Word for word, write out all the entries below, omitting every picture.

***

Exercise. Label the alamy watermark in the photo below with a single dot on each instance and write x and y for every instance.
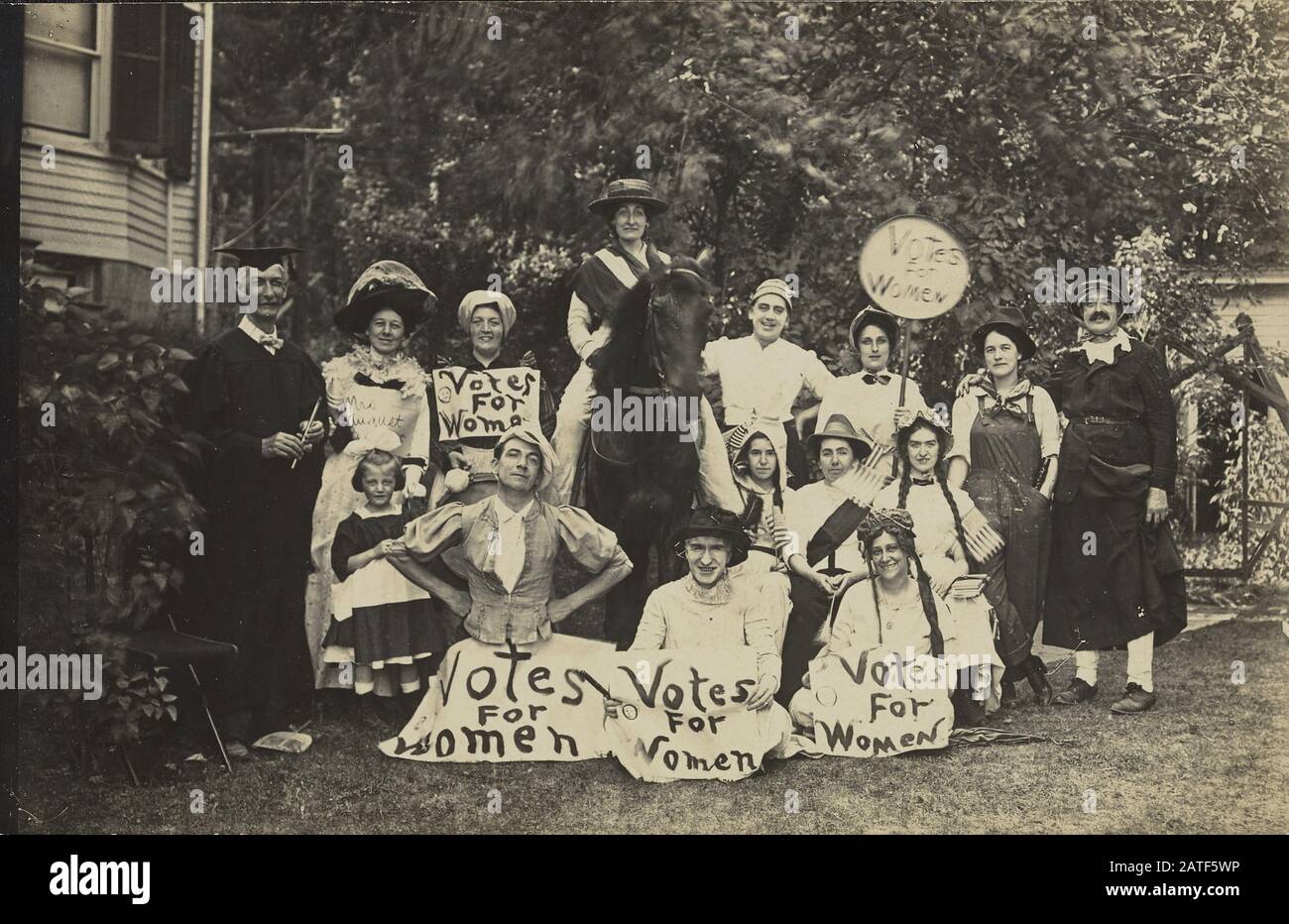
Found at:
(645, 413)
(211, 285)
(31, 670)
(1088, 284)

***

> _Response box_
Exercise. Label the alamy watermark in the photo below with a single dot on each instance and write x and y for every instance.
Found at:
(645, 413)
(211, 285)
(31, 670)
(1088, 284)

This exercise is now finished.